** Opening Records for the exercise block **

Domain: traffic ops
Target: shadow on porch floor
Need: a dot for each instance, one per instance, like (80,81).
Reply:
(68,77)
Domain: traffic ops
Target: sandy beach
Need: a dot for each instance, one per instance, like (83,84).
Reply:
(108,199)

** Closing Records for the exercise block **

## Your task
The data must be retyped in full, exactly as it reads.

## Worked solution
Domain: traffic ops
Target: shadow on porch floor
Need: a dot for each instance, one per instance, like (80,81).
Reply:
(68,77)
Domain: traffic ops
Target: sandy beach
Need: a dot for each instance, one per instance, like (83,84).
Reply:
(108,199)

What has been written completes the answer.